Collect every line of the listing below that contains the word "lamp", treating uppercase and lowercase as different.

- _Named object pointing entries_
>>>>
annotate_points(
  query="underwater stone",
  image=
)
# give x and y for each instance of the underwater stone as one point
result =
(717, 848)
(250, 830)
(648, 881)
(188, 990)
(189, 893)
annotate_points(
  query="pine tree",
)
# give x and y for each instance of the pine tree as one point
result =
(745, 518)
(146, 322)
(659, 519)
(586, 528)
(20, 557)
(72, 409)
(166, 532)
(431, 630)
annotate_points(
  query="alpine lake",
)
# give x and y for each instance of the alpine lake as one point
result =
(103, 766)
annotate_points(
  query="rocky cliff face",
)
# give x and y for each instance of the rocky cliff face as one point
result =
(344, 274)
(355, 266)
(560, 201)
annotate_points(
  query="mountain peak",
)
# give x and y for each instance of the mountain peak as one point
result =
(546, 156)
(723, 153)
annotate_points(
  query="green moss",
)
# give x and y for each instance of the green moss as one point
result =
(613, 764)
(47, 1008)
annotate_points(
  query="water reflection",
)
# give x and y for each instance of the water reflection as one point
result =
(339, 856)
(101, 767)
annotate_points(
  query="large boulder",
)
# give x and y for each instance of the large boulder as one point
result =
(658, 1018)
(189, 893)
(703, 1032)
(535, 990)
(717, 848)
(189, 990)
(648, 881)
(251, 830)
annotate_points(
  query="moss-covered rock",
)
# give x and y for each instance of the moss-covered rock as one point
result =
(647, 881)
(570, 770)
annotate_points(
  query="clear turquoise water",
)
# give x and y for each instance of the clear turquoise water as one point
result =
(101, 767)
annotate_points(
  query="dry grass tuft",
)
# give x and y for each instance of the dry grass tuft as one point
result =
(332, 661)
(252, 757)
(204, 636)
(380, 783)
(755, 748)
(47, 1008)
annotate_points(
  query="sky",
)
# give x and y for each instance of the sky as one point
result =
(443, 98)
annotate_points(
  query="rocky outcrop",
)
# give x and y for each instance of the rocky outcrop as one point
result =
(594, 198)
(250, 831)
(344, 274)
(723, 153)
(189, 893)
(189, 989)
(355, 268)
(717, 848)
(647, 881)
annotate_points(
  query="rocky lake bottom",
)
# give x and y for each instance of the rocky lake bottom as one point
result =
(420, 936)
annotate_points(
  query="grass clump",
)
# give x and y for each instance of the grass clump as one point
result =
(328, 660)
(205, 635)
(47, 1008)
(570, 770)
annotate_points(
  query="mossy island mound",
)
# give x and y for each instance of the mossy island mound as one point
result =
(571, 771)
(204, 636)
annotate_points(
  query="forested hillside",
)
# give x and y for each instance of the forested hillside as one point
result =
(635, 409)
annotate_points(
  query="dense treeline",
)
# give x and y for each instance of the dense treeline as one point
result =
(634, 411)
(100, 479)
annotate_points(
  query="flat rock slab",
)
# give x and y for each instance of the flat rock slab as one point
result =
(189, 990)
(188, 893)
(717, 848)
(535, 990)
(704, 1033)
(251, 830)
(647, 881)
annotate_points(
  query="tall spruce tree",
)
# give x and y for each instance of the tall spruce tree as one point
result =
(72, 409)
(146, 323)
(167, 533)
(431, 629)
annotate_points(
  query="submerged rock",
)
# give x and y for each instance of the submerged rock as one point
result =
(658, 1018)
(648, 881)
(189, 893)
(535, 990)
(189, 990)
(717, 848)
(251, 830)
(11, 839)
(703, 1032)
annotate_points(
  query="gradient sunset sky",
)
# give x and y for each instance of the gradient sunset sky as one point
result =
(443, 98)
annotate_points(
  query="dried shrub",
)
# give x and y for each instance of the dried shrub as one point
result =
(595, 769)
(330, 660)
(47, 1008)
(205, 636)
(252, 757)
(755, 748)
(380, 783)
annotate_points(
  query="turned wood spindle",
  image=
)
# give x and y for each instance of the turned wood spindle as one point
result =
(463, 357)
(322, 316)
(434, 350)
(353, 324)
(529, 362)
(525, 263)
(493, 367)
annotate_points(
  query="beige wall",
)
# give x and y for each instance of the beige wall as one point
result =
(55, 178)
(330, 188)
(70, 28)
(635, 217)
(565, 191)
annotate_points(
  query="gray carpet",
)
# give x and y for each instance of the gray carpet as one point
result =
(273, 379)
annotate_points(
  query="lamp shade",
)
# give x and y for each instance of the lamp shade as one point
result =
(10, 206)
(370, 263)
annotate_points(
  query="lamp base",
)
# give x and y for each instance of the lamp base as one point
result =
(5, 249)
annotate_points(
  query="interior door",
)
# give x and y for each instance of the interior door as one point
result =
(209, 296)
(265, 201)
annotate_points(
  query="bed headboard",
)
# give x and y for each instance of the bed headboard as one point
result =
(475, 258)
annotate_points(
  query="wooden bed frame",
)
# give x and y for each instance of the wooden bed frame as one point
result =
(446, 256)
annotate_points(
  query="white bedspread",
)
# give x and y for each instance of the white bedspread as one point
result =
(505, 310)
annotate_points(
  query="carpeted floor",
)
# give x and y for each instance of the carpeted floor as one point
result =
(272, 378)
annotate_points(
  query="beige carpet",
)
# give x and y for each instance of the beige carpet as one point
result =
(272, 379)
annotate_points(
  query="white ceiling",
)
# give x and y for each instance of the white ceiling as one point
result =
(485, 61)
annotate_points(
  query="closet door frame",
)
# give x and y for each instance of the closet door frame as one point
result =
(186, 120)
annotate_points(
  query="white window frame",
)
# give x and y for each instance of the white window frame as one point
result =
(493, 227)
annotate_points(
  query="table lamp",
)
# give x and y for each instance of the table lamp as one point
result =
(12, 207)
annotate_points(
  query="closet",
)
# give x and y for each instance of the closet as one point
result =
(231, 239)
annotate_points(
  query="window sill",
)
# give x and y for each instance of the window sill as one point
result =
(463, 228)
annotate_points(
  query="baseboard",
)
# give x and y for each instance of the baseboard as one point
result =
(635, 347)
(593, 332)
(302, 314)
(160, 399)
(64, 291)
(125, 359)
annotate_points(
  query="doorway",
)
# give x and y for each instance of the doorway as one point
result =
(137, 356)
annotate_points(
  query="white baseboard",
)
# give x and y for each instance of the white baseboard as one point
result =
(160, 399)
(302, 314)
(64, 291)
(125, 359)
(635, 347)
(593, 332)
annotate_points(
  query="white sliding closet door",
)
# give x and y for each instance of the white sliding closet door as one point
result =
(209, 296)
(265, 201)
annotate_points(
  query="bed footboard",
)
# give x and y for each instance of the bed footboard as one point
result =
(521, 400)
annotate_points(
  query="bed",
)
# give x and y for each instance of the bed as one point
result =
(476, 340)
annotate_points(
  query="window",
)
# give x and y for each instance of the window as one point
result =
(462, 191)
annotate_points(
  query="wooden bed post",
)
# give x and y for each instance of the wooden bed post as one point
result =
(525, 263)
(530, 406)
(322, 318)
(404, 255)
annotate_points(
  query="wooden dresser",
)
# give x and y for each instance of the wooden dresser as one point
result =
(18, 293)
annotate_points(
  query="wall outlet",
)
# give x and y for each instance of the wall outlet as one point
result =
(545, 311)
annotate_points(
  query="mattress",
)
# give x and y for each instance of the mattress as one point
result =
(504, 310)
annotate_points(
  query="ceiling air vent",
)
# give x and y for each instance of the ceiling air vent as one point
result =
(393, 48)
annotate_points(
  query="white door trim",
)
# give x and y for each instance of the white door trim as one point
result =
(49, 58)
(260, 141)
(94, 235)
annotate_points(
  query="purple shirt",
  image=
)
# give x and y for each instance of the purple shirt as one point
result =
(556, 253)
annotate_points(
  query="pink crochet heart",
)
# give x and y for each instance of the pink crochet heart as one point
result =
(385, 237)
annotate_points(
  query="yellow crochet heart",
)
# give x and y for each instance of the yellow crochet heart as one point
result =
<<<<
- _In response_
  query="lamp shade",
# give x and y for each instance of the lamp shade as one point
  query="lamp base",
# give x and y for each instance of the lamp base as one point
  query="table lamp",
# give x and y for each instance of the table lamp as one point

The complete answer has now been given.